(Excerpts from a dataset)

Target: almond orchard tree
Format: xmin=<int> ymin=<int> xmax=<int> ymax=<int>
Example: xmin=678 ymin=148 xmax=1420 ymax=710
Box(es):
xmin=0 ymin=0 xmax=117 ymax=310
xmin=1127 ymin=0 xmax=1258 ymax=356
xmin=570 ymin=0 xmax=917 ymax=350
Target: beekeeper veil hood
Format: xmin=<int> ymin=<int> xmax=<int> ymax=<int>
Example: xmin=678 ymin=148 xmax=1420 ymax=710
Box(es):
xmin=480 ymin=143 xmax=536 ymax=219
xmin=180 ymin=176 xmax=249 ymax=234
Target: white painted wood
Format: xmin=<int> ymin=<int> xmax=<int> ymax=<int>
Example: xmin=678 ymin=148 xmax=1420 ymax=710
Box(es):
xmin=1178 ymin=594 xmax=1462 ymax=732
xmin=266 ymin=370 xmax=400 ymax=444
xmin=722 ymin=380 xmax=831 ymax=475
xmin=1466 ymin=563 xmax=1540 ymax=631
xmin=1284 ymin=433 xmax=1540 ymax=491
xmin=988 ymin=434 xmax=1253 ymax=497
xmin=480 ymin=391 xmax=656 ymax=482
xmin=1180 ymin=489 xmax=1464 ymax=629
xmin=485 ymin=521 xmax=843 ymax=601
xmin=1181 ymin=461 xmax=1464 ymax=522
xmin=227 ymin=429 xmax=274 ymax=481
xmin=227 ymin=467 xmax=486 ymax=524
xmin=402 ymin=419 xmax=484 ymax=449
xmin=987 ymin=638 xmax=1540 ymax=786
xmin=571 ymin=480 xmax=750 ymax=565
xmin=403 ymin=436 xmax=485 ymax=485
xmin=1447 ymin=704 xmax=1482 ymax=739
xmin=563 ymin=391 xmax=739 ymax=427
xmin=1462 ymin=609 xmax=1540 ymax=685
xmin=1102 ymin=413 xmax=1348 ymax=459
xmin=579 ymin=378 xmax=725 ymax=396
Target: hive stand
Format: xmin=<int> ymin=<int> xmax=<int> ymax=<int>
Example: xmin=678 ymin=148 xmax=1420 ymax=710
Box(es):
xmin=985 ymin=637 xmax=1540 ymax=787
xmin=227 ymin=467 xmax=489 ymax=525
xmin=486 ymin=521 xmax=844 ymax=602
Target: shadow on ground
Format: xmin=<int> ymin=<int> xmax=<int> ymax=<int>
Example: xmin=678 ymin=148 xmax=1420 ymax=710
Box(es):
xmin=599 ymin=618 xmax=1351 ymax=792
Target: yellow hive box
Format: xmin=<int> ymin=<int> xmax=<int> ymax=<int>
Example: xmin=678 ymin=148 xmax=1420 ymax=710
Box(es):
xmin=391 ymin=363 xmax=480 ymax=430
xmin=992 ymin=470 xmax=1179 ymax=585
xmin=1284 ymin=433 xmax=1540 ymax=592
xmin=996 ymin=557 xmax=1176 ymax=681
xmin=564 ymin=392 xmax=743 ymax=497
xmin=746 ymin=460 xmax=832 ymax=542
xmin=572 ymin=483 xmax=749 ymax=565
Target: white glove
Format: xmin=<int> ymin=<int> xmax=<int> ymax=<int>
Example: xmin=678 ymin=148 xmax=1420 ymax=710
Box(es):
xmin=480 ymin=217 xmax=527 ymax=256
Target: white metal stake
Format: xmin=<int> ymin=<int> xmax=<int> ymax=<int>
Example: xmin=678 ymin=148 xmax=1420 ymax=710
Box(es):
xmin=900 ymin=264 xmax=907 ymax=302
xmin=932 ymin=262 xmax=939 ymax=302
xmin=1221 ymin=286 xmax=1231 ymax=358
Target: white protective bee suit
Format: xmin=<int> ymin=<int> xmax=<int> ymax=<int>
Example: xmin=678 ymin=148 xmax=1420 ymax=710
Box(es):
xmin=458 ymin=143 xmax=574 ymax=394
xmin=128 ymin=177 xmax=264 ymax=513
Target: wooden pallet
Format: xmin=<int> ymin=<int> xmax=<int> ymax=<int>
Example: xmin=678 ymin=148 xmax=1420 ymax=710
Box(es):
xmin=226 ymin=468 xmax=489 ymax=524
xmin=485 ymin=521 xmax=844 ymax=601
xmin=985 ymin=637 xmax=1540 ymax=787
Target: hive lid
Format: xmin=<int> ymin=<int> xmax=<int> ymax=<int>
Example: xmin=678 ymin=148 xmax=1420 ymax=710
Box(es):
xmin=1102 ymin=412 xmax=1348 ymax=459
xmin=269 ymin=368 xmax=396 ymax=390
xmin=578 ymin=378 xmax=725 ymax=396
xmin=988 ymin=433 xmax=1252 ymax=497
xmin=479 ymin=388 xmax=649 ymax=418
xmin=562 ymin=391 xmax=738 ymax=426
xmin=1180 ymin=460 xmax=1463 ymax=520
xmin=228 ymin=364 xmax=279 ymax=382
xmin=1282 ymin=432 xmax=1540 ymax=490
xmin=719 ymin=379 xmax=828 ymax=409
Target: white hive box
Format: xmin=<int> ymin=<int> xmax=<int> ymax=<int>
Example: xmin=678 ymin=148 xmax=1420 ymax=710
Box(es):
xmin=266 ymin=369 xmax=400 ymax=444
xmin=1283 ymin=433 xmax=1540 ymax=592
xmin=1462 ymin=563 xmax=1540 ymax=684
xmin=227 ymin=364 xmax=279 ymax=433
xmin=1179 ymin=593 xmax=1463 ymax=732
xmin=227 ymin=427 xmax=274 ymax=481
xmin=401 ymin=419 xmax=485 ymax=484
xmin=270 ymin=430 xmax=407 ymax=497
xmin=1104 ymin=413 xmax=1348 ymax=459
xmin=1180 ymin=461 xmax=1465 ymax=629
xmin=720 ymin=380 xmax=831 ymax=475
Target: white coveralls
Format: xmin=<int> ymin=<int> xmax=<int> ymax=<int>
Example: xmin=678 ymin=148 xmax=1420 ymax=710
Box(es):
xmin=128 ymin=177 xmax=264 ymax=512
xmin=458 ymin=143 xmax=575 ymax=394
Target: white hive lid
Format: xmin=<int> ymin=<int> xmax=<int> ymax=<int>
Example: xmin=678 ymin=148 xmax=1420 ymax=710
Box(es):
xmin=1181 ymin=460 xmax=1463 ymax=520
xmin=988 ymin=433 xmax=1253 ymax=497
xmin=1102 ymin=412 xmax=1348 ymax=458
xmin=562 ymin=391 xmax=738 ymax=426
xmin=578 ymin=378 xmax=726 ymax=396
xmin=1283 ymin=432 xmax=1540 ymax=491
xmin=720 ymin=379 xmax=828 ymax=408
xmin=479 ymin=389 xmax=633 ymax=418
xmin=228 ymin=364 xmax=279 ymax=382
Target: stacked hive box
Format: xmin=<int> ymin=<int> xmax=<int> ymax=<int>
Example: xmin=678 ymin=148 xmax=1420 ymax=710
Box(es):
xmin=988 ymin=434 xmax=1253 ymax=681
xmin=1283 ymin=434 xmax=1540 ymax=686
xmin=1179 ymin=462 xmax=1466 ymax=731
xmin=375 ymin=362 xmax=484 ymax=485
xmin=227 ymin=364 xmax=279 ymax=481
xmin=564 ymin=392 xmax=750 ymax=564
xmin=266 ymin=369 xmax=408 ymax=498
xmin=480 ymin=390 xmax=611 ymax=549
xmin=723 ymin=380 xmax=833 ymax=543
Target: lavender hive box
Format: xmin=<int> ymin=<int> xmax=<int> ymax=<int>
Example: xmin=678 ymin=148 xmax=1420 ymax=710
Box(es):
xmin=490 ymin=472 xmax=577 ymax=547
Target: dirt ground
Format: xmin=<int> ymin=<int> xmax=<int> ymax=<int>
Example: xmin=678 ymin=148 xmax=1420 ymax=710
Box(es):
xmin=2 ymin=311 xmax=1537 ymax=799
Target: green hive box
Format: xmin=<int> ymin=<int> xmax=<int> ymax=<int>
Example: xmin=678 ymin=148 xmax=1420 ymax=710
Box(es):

_EXERCISE_
Answer with a number alone: how many lines of the records contain the string "ground"?

_REPLY_
2